== Selected extract ==
※

In an action for the death of one riding in an automobile which collided with defendant's street car, held that the refusal of an instruction, that defendant was not liable if the sole cause of the death was the negligent failure of the automobile driver to prevent its collision with the curb or a certain building after the collision, was harmless, in view of other instructions which told the jury that the verdict must be for defendant if the jury found that the accident was caused solely by the driver's negligence, or if they failed to find that decedent was injured in a collision between the street car and the automobile. p. 329
Such instruction was properly refused as misleading, since it made no reference to the negligence involved in the collision with the street car, although this was the only negligence of which there was any evidence, there being no evidence as to the operation of the automobile after the collision with the street car. p. 329
Decided November 16th, 1932.

※

== Material provided ==
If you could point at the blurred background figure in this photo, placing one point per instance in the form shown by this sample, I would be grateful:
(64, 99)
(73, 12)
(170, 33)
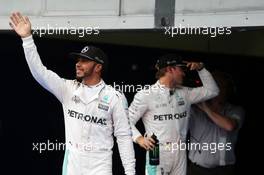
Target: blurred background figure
(215, 123)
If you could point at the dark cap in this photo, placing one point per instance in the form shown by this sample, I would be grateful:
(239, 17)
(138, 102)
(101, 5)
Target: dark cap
(169, 60)
(91, 53)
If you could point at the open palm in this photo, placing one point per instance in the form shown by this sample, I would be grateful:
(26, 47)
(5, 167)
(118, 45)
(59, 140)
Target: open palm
(20, 24)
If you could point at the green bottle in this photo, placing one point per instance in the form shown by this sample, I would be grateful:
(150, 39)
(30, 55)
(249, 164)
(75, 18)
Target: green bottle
(154, 153)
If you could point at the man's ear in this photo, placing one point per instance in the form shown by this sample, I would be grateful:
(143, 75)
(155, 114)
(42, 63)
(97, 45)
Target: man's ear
(98, 67)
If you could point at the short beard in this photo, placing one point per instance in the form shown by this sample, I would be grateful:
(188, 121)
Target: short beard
(88, 73)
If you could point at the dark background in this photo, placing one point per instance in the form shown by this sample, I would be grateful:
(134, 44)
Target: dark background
(30, 114)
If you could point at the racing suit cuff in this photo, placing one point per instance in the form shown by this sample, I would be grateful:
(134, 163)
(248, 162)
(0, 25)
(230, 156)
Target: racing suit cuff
(135, 137)
(28, 41)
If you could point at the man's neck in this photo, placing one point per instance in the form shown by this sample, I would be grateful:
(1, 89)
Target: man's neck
(91, 81)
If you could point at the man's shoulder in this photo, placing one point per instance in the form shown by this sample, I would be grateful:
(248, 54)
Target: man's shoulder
(113, 91)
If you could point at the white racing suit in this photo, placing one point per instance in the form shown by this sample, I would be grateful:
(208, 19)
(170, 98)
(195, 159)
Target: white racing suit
(92, 114)
(166, 114)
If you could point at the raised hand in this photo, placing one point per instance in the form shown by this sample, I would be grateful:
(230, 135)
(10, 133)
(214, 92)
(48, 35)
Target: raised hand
(20, 24)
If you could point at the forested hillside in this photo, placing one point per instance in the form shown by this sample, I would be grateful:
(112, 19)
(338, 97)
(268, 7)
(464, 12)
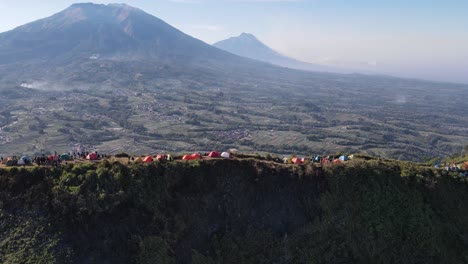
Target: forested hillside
(233, 211)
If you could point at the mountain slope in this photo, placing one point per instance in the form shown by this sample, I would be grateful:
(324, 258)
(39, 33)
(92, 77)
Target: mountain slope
(86, 30)
(233, 211)
(247, 45)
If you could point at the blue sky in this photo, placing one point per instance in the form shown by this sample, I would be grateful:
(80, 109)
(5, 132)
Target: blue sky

※

== Aim ==
In the case summary, why was the requested instruction properly refused as misleading? Answer in one to three sentences.

== Task output ==
The instruction made no reference to the negligence involved in the collision with the street car, even though that was the only negligence for which there was any evidence. There was no evidence about how the automobile was operated after it collided with the street car.